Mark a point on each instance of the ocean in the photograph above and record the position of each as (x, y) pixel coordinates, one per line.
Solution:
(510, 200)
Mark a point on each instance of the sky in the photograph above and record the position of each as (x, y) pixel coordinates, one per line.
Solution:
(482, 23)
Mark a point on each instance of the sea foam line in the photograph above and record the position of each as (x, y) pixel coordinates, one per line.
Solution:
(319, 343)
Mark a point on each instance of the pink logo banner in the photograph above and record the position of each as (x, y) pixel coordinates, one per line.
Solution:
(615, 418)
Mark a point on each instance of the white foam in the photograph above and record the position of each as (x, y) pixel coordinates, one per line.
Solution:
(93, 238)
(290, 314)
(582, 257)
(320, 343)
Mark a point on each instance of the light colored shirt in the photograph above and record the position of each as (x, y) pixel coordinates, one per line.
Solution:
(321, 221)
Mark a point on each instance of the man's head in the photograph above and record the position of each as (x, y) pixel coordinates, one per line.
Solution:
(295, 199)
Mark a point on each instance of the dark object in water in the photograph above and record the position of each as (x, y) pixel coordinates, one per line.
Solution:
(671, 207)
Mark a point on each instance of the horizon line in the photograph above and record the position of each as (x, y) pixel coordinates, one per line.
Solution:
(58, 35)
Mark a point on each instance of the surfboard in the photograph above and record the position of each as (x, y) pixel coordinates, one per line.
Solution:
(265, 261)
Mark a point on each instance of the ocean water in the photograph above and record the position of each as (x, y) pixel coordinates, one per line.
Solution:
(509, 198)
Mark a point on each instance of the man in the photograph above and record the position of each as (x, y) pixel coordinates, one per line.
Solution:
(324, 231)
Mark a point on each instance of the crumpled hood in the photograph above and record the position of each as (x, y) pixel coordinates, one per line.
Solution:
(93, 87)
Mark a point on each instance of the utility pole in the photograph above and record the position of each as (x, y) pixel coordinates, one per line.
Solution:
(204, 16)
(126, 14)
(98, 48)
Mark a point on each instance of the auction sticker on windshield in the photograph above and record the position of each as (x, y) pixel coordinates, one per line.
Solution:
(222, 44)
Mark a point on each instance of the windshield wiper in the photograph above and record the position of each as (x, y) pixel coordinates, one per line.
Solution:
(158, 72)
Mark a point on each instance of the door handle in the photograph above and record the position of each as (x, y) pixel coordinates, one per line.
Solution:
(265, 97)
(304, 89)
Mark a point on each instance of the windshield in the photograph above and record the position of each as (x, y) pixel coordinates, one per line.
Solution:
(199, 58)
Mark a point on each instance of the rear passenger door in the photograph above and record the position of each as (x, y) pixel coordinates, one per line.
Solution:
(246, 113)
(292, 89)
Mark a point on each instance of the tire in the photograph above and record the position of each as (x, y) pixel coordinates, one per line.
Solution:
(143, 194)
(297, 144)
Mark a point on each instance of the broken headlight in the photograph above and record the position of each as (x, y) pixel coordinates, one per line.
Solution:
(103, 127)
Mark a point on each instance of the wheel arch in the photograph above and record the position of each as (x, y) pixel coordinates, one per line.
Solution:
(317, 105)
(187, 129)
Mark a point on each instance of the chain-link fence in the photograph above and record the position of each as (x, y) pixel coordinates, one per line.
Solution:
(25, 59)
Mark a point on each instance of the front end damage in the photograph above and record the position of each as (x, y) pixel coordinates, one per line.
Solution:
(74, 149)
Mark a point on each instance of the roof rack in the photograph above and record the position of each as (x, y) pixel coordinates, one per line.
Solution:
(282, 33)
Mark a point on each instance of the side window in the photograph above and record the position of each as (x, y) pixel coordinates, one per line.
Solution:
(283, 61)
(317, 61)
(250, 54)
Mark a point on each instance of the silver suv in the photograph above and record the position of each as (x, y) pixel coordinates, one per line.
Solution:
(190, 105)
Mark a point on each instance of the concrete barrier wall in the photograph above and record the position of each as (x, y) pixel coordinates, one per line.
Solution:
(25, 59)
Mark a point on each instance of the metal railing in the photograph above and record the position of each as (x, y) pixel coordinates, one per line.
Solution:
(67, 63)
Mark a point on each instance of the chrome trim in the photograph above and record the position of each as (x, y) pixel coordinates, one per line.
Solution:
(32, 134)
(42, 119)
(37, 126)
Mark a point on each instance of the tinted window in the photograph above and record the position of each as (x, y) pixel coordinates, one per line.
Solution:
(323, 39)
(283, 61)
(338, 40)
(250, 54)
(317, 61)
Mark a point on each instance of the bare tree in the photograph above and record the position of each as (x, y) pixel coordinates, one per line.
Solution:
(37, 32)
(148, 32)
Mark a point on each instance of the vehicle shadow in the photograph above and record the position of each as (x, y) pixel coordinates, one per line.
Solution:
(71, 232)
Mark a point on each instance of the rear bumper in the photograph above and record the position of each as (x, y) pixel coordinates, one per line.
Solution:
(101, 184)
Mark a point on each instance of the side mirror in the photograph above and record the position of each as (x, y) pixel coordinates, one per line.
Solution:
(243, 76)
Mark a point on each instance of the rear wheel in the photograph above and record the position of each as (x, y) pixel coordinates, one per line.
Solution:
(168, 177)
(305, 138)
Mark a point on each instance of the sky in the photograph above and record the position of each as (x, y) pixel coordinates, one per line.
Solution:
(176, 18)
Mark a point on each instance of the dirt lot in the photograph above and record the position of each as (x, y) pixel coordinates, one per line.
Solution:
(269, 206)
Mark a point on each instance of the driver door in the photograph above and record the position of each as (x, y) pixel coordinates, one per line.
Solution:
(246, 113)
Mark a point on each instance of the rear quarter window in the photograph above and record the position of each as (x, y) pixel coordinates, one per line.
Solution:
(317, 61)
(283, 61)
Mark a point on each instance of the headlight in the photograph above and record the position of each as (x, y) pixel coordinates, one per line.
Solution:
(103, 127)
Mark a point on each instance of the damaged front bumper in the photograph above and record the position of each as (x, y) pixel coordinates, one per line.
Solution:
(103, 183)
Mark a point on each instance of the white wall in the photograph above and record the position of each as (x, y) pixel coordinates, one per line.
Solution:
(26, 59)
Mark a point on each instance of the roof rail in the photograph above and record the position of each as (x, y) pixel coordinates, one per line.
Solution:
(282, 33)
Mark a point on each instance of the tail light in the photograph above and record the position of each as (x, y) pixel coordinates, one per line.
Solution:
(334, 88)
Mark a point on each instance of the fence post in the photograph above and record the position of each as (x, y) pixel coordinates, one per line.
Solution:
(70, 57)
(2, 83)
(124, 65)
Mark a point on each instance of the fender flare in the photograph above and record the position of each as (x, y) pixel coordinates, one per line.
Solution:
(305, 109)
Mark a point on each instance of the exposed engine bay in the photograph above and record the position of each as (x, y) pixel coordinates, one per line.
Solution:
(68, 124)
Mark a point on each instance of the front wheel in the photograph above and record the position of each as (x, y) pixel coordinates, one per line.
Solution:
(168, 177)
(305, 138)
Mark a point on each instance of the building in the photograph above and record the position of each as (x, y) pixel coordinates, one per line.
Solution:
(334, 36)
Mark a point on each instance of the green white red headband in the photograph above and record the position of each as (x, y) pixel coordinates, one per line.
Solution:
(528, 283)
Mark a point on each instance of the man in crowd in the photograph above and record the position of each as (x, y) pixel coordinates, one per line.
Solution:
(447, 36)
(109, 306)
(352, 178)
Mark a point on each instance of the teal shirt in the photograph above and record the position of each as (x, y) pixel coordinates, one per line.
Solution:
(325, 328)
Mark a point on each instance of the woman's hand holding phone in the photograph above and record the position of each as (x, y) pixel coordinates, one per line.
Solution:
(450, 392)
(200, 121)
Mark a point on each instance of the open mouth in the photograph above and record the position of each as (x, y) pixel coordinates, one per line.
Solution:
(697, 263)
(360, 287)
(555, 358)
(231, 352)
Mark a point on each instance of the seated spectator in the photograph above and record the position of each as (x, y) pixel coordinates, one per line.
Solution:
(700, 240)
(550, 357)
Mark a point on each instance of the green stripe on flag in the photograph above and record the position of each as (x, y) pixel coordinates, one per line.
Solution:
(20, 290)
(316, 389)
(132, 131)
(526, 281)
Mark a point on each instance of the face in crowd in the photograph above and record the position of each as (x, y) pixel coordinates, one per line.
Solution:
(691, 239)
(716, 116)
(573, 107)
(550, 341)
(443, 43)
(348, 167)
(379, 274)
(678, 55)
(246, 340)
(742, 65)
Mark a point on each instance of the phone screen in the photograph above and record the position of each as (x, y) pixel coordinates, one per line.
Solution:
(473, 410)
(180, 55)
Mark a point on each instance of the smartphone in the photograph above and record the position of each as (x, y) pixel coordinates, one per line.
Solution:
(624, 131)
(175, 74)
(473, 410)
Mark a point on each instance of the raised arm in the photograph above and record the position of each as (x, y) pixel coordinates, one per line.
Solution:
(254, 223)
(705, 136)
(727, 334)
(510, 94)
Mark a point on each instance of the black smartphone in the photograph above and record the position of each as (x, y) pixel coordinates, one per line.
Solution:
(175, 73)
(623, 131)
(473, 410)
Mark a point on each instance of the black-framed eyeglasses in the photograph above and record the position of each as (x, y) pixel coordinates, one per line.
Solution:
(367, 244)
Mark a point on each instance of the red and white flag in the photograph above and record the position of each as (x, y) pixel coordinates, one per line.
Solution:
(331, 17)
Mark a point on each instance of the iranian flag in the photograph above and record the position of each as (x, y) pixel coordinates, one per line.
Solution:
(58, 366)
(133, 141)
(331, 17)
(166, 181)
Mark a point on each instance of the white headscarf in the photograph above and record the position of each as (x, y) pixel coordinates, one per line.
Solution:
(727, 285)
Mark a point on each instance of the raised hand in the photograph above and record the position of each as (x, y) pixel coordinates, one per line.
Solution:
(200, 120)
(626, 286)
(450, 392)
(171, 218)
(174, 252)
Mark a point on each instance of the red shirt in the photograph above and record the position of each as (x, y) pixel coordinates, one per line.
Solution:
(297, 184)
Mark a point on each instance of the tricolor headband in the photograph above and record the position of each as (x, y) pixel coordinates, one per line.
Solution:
--- --- ---
**Task brief**
Look above for the line with "Mark a point on each instance of the open" and the line with "Mark a point on each instance of the face". Retype those two lines and every line between them exactly, adding nothing.

**Answer section**
Mark a point on each instance of the open mouth in the photograph above and record the position of each as (x, y) pixel coordinates, one per line.
Solution:
(697, 263)
(360, 287)
(555, 358)
(231, 352)
Mark a point on each instance of the seated spectator in the photograph above and record the position of each as (x, y) pixel coordinates, one per line.
Solution:
(700, 240)
(550, 357)
Mark a point on each instance of the green stripe on flag in the photograph above and record the position of each as (x, y) pixel coordinates, one per line.
Solution:
(20, 290)
(316, 389)
(132, 131)
(526, 281)
Mark a point on each instance of the face in crowd in the photograph above and record the position of each as (x, y) pixel coordinates, one per line.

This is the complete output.